(AIM OF THE TASK) The task calls for an exact copy of the records, without any images.

(Stored data entries)
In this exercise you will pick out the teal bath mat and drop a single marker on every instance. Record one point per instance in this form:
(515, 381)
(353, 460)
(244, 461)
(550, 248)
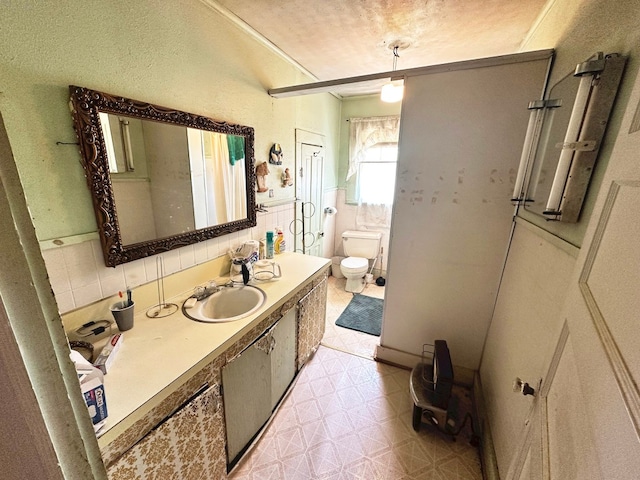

(OUTPUT FOR THIS EXERCISE)
In this exercise you will pick out the teal bath mat and drop a single marker on every instance. Record one point per instance in this form:
(515, 381)
(353, 460)
(244, 461)
(550, 248)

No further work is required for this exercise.